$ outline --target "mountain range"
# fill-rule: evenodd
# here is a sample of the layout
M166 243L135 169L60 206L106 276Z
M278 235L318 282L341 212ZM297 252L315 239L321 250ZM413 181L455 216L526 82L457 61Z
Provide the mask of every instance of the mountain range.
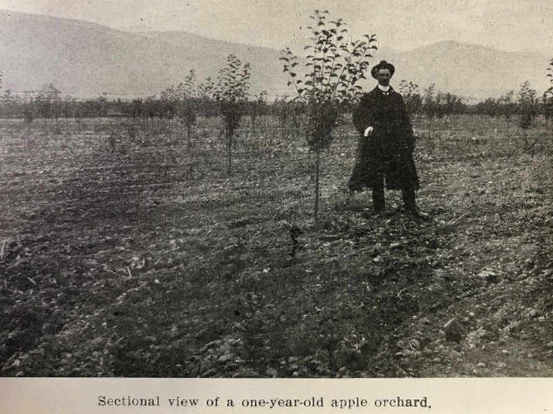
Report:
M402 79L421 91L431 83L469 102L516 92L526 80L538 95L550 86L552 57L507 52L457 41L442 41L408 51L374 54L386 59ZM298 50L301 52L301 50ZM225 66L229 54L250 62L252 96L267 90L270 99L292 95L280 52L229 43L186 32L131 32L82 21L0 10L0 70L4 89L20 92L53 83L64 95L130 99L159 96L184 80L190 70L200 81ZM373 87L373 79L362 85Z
++++++++++
## Work required
Give all the lines above again, character for character, without pictures.

## Full answer
$ outline --target "mountain range"
# fill-rule: evenodd
# here is a sample of the layout
M166 243L135 169L60 206L106 276Z
M278 235L318 282L341 212ZM297 252L315 239L321 250ZM413 181L455 216L526 82L457 61Z
Provide the mask of every instance of the mountain range.
Report:
M402 79L421 91L431 83L469 102L516 92L526 80L538 95L550 86L552 57L507 52L457 41L442 41L408 51L374 54L386 59ZM298 50L301 52L301 50ZM225 66L229 54L250 62L252 96L267 90L270 99L292 95L280 52L229 43L186 32L131 32L82 21L0 10L0 70L4 89L20 92L53 83L64 95L130 99L159 96L184 80L190 70L200 81ZM373 87L373 79L362 85Z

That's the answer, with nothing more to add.